When you take your next airline flight, you may want to look around at the flight attendants and perhaps think of them in a different way.

Instead of just a flight crew, many of them are also helping orphans, sick children, and fighting human trafficking.

Nancy Rivard looks like one of the many flight attendants you see walking through Reagan National Airport rolling her suitcase behind her.

But 20 years ago she decided she wanted to do more with her job and her life, and so she came up with “Airline Ambassadors International.”

“We provide for orphans, and vulnerable children, and we give a way for ordinary people to travel and make a difference,” she tells ABC7’s Alison Starling.

It all started out very small. Flight attendants using extra space in overhead bins to take hygiene products or other donated items to third world countries.

Now, it has now grown to 8,000 volunteers and some $60 million in aid hand delivered to orphanages, clinics and more.

The ambassadors also escort children coming to this country for donated medical care.

“They become a loving companion for that child,” she says. “Many of them have never seen an escalator, and never seen a plane on the most life changing journey of their lives.”

Rivard is not just the founder and president of the organization.

This is personal for her… She has now sponsored a young boy, Manuel, in the Philippines.

“We now have every child in that orphanage sponsored now and it makes me feel so good because we are profoundly impacting their lives and they have profoundly impacted ours.”

Airline Ambassadors’ newest goal is to fight human trafficking.

Training flight attendants, who have hours on a flight to observe passengers, to spot warning signs of people who may be travelling against their will and alert the authorities. Rivard has certainly found her purpose.

“All children everywhere are equally precious so my idea is that it takes off, and that more and more people begin travelling to do good, travelling with a purpose.”

Rivard became a flight attendant for American Airlines in 1976 and recently retired to focus on Airline Ambassadors full-time.

She travels on a mission at least once a month.

◇ ◇ ◇ ◇ ◇

Tasks to complete →
**1)** Answer these from the Airline Ambassadors article:
(a) How many volunteers does the group now have?
(b) Which airline did Rivard start working for as a flight attendant in 1976?
(c) How often does Rivard travel on a mission?
**2)** Name every person the Airline Ambassadors article mentions by name.
**3)** Transcribe the part of the Airline Ambassadors article starting at "This is personal" and ending at "fight human trafficking.".

Recorded information →
◇ ◇ ◇ ◇ ◇

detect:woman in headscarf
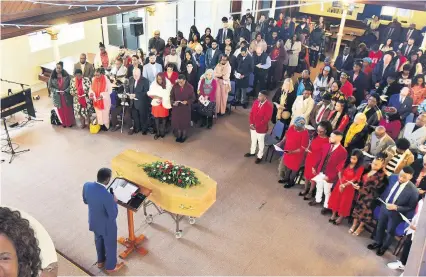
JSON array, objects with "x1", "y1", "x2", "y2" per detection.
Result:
[
  {"x1": 272, "y1": 78, "x2": 296, "y2": 126},
  {"x1": 327, "y1": 100, "x2": 350, "y2": 133},
  {"x1": 188, "y1": 35, "x2": 203, "y2": 51},
  {"x1": 47, "y1": 62, "x2": 74, "y2": 128},
  {"x1": 299, "y1": 121, "x2": 332, "y2": 200},
  {"x1": 278, "y1": 116, "x2": 309, "y2": 188},
  {"x1": 148, "y1": 73, "x2": 172, "y2": 140},
  {"x1": 330, "y1": 80, "x2": 346, "y2": 103},
  {"x1": 411, "y1": 74, "x2": 426, "y2": 106},
  {"x1": 268, "y1": 39, "x2": 287, "y2": 89},
  {"x1": 198, "y1": 69, "x2": 218, "y2": 129},
  {"x1": 379, "y1": 107, "x2": 402, "y2": 141},
  {"x1": 328, "y1": 149, "x2": 364, "y2": 225},
  {"x1": 343, "y1": 113, "x2": 369, "y2": 155},
  {"x1": 349, "y1": 154, "x2": 387, "y2": 236},
  {"x1": 192, "y1": 45, "x2": 206, "y2": 84},
  {"x1": 89, "y1": 68, "x2": 112, "y2": 131},
  {"x1": 70, "y1": 68, "x2": 95, "y2": 129}
]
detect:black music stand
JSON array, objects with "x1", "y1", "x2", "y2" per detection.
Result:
[{"x1": 1, "y1": 117, "x2": 30, "y2": 163}]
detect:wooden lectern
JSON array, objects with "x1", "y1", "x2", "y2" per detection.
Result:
[{"x1": 108, "y1": 177, "x2": 152, "y2": 259}]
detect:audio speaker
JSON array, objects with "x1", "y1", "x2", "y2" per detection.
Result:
[{"x1": 129, "y1": 17, "x2": 143, "y2": 36}]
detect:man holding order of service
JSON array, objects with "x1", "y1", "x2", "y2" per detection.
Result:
[{"x1": 83, "y1": 168, "x2": 124, "y2": 273}]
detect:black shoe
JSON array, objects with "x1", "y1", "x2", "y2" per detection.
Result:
[
  {"x1": 367, "y1": 242, "x2": 382, "y2": 250},
  {"x1": 284, "y1": 183, "x2": 294, "y2": 189},
  {"x1": 376, "y1": 247, "x2": 387, "y2": 256},
  {"x1": 299, "y1": 190, "x2": 309, "y2": 196},
  {"x1": 109, "y1": 125, "x2": 120, "y2": 132},
  {"x1": 321, "y1": 208, "x2": 330, "y2": 215}
]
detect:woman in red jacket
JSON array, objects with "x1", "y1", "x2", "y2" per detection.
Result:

◇ ◇ ◇ ◇ ◇

Exercise solutions →
**1)**
(a) 8,000
(b) American Airlines
(c) At least once a month

**2)**
Nancy Rivard
Alison Starling
Manuel

**3)**
This is personal for her… She has now sponsored a young boy, Manuel, in the Philippines.

“We now have every child in that orphanage sponsored now and it makes me feel so good because we are profoundly impacting their lives and they have profoundly impacted ours.”

Airline Ambassadors’ newest goal is to fight human trafficking.